Copy every line of the material below word for word.

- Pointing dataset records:
● ● ●

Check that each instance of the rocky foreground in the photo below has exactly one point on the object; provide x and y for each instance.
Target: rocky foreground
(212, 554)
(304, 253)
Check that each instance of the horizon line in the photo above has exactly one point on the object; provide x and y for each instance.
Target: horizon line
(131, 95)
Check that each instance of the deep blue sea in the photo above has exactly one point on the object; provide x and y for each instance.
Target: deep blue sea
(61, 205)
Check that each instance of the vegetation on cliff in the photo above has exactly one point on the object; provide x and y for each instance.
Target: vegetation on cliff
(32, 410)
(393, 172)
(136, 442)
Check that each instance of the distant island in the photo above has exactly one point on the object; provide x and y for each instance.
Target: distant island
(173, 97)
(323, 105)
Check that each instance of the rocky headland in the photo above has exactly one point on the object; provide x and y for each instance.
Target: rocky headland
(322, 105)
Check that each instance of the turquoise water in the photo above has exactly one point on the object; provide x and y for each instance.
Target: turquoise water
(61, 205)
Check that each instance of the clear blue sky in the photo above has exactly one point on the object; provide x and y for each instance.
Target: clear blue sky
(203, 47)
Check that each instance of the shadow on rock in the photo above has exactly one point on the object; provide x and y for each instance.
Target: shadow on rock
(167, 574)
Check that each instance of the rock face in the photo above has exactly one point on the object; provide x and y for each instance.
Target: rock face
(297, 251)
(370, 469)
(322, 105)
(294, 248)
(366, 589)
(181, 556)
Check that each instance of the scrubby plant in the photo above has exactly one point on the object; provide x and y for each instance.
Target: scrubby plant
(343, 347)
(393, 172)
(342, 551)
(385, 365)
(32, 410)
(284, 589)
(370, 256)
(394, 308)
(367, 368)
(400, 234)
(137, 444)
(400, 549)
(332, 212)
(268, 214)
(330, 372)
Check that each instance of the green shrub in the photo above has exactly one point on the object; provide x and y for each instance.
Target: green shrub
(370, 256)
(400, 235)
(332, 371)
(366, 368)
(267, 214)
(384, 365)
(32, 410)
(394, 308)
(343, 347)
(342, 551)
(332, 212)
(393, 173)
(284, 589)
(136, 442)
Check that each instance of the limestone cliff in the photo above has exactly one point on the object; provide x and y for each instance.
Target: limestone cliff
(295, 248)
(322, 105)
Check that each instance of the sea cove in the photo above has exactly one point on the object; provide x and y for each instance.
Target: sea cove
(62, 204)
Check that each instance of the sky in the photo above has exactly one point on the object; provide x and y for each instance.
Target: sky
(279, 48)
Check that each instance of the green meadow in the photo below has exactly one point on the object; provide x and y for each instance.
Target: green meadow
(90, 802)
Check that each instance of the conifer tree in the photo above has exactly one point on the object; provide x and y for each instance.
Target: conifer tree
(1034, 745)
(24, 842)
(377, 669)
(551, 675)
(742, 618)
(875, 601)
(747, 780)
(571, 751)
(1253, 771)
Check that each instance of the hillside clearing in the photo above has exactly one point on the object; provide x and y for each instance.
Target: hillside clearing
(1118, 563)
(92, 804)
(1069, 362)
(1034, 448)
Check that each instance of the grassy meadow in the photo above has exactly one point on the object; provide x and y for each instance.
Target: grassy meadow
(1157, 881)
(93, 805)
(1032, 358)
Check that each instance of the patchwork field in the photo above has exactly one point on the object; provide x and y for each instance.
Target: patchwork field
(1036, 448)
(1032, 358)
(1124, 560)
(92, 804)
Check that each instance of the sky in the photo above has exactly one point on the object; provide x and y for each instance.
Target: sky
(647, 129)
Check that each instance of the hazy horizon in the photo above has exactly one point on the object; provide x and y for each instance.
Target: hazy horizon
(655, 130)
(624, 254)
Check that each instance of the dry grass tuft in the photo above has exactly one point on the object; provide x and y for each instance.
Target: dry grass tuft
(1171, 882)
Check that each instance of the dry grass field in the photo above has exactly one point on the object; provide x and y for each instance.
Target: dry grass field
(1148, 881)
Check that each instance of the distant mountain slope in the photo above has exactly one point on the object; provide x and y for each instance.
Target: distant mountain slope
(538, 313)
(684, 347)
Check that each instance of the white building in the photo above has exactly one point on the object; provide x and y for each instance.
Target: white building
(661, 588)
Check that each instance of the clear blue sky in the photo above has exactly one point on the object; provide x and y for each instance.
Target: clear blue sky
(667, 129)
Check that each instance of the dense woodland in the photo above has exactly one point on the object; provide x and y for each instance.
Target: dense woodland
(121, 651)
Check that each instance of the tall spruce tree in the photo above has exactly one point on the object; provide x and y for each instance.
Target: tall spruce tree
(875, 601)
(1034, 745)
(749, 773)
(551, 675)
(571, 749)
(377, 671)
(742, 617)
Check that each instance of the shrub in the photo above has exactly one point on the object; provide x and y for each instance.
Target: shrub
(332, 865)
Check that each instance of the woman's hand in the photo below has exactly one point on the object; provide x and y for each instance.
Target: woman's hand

● ● ●

- Response:
Check that each instance of the rocky foreground in the photo below has exactly one point on the object; provide x and y for each instance.
Target: rocky foreground
(212, 554)
(304, 253)
Check that each instance of the horizon line in the photo above has exactly one point on the object; provide x and y for each instance.
Target: horizon line
(131, 95)
Check that each instance of the deep blue sea in the photo above has exactly one point on the object; provide x and y for each instance.
Target: deep blue sea
(61, 205)
Check that each instance of the vegetation on cliff in the photo above has exactly one point on the object; provide x and y for each instance.
Target: vegetation on cliff
(32, 410)
(393, 172)
(136, 442)
Check that each instance of the distant island in the photo above has exactly one point on the object; provide x and y for each instance.
Target: distant island
(173, 97)
(323, 105)
Check that each instance of the rocky headland in the photo above has exactly one point on the object; provide x and y for each instance.
Target: rocky headland
(322, 105)
Check that each instance of the turquoise water in the photo above has exactly one point on the object; provide x and y for each instance.
Target: turquoise water
(61, 205)
Check that each instance of the clear blue sky in the photo above has exactly one point on the object; provide x and y for each instance.
Target: clear blue sky
(203, 47)
Check that each instance of the shadow on rock in the photo above has exactly one point on the object; provide x and y for each instance.
Target: shadow on rock
(167, 574)
Check that each instance of the rock face in the photo above has exactly one point on the object; provide x and y for each instance.
Target: rock face
(297, 251)
(370, 469)
(322, 105)
(294, 248)
(366, 589)
(181, 556)
Check that each instance of the scrubby plant in the photo above has exactly one point on the object; provide x and y for each instance.
Target: scrubby plant
(343, 347)
(393, 172)
(342, 551)
(385, 365)
(32, 410)
(284, 589)
(370, 256)
(394, 308)
(367, 368)
(400, 234)
(137, 444)
(400, 549)
(332, 212)
(268, 214)
(330, 372)
Check that each instance of the green shrub in the photo above has exactly one point on the object; provide x and y for each instance.
Target: green shrub
(370, 256)
(400, 235)
(332, 371)
(366, 368)
(267, 214)
(384, 365)
(32, 410)
(394, 308)
(343, 347)
(342, 551)
(332, 212)
(393, 173)
(284, 589)
(136, 442)
Check that each instance of the limestone cliff in the photo above has exactly one point on the object; provide x and y for each instance.
Target: limestone cliff
(295, 248)
(322, 105)
Check that each instance of the sea cove in the photo above has exactly one point on the object; provide x and y for each instance.
Target: sea cove
(62, 204)
Check that each instance of the sky in the photo above has exactly one point on the object; provide x and y for each instance.
Target: sky
(279, 48)
Check that each instance of the green meadow in the photo below has exactly one point on the object; provide x and y for each instance.
Target: green meadow
(90, 802)
Check that each instance of the conifer tree in the photo above has exactly one point on the object; provide x and y for each instance.
Target: conifer tree
(1034, 745)
(24, 842)
(377, 669)
(551, 675)
(742, 618)
(875, 601)
(747, 780)
(571, 751)
(1253, 771)
Check that each instance of the hillside clearing in the photo above has exactly one point on the object; provide x and y for each instance.
Target: hillside clearing
(1118, 563)
(92, 804)
(1069, 362)
(1034, 448)
Check that each instance of the grassy meadow in the photo above has exactly one point on the object; provide x and y for each instance.
Target: grassy meadow
(1157, 881)
(93, 805)
(1032, 358)
Check that each instance of the patchwork field in the photo above has exactly one point on the object; provide x and y for each instance.
Target: patchwork field
(1036, 448)
(1032, 358)
(1124, 560)
(92, 804)
Check that each instance of the sky in the photo above has exactly one point on the object; provide x and y for each instance.
Target: sky
(647, 129)
Check that each instance of the hazy horizon in the photo above has exactly one point on the object; provide x and y for each instance.
Target: hazy horizon
(655, 130)
(624, 254)
Check that each instance of the dry grass tuft in the photo above has exactly one point on the object; provide x and y for each instance.
Target: dry grass tuft
(1171, 882)
Check that each instance of the dry grass field in the photo above has exactly one point on the object; provide x and y for each instance.
Target: dry grass field
(1148, 881)
Check that each instance of the distant mountain slope in the photo above has exactly one point on the object; provide x and y for each instance.
Target: distant mountain slope
(538, 313)
(684, 347)
Check that each instance of the white building in the photo above has exactly one point on the object; provide x and y for each instance.
Target: white building
(661, 588)
Check that each instance of the clear blue sky in the photo above has exactly one point on the object; provide x and y for each instance.
Target: clear blue sky
(667, 129)
Check that each instance of the dense woodland in the photo above has exactly one point on the object; provide x and y for each instance.
Target: dense woodland
(121, 651)
Check that each instance of the tall spruce tree in the photo above has exactly one point on the object; provide x and y for each instance.
Target: tall spruce tree
(875, 601)
(1034, 745)
(749, 773)
(551, 675)
(571, 749)
(377, 671)
(742, 617)
Check that each instance of the shrub in the photo above has exactly one point on the object; provide x and y for each instance.
Target: shrub
(332, 865)
Check that each instance of the woman's hand in the photo below has exactly one point on the object; provide x and y for each instance.
Target: woman's hand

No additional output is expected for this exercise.